Document segment Block Start
Clyde Emrich, the 88-year-old pioneering strength coach who has worked for the Bears since 1971, fell on the stairs just outside the Weber Center, the team's headquarters during camp at Olivet Nazarene University.

Emrich was knocked unconscious. He doesn't remember a thing about the fall, only waking up in the Riverside Medical Center emergency room in nearby Kankakee, where he received 14 stitches above his eye and five more in his ear.

"[The gash] was so deep they said they could see my skull," Emrich said.

Generally speaking, people who get rushed to the hospital after landing face-first on cement don't consider themselves fortunate. But Emrich's terrible spill turned out to be a blessing in disguise. A battery of tests at the hospital revealed that he had both a bleeding stomach ulcer and a cancerous tumor in his colon. 

"The funny thing is if it wasn't for [the fall], I wouldn't have known about those other things," Emrich said. "Everything was fine. I didn't have any symptoms."

Emrich received treatment for the ulcer and underwent surgery to remove 12 inches of his colon Aug. 19 at Highland Park Hospital. Two months later, Emrich is well on the road to recovery. He's back home after spending a few weeks at a rehabilitation facility and returned to his office at Halas Hall this week.
Document segment Block End
Recorded information Block Start
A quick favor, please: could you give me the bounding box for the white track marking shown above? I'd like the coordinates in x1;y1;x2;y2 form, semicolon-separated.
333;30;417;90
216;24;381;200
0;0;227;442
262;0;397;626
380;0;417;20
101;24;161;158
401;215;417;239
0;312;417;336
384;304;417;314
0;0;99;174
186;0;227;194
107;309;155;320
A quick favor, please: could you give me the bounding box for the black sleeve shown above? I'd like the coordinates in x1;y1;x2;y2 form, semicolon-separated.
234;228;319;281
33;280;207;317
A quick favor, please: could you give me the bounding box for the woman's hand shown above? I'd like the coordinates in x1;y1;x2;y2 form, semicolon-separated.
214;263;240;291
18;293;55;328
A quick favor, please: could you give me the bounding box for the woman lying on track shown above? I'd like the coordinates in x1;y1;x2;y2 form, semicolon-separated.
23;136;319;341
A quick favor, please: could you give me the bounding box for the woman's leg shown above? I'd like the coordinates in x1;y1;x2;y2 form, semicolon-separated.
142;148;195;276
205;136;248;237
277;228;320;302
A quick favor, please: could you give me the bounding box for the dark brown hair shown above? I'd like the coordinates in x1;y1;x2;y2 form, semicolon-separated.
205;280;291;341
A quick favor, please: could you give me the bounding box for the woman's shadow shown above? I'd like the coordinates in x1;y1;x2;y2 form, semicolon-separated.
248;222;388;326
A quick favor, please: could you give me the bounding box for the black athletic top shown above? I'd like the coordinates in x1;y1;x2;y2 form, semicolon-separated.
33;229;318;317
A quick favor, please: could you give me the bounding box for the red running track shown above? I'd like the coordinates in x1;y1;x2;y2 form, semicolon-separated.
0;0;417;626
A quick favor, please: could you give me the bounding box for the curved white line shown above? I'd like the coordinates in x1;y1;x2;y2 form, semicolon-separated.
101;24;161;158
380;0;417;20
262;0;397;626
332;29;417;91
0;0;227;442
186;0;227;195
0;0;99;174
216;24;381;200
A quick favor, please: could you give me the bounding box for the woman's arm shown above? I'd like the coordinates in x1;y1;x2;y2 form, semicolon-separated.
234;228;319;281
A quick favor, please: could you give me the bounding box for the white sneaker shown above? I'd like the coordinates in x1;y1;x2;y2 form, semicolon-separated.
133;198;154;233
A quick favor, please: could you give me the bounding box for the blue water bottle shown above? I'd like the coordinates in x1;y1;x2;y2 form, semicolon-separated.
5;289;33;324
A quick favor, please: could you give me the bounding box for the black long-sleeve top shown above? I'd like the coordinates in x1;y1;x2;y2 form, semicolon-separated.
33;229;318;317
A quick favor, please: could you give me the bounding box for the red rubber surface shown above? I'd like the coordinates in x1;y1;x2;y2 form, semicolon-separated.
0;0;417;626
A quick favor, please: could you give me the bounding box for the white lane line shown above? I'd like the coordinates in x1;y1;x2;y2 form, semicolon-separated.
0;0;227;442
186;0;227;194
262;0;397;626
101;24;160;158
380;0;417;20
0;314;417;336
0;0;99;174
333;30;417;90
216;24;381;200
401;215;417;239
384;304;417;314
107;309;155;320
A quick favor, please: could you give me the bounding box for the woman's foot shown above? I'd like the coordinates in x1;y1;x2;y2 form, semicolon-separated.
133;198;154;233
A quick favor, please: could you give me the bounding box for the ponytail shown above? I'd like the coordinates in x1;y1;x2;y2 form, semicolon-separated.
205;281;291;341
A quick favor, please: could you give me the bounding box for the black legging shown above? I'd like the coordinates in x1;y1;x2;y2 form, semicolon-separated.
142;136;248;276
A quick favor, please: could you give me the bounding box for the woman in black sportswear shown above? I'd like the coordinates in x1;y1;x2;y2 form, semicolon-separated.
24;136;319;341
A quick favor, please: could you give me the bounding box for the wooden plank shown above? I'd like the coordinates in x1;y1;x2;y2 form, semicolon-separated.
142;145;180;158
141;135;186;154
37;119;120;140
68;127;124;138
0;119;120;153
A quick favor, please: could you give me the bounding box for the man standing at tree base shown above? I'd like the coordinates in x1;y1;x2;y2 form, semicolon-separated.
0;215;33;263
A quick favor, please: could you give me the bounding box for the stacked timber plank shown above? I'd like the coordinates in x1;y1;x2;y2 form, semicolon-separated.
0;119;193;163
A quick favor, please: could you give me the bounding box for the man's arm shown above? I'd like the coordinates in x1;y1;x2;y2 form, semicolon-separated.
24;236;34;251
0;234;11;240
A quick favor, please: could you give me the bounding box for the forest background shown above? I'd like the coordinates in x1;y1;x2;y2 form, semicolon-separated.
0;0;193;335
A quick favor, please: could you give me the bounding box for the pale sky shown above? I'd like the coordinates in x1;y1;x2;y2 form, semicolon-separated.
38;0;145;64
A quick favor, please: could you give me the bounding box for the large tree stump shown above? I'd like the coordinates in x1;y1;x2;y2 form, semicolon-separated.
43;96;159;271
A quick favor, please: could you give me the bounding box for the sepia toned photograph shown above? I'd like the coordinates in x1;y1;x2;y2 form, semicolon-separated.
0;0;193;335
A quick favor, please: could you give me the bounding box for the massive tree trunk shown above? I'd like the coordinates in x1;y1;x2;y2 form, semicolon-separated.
Recorded information Block End
_Assignment A_
List every named place or building that the Clyde Emrich article mentions.
_Assignment B_
According to the Clyde Emrich article, why did Emrich's fall turn out to be a blessing in disguise?

_Reply A_
Weber Center
Olivet Nazarene University
Riverside Medical Center
Kankakee
Highland Park Hospital
Halas Hall

_Reply B_
Tests at the hospital after the fall revealed a bleeding stomach ulcer and a cancerous tumor in his colon. He had no symptoms, so without the fall he would not have known about either condition.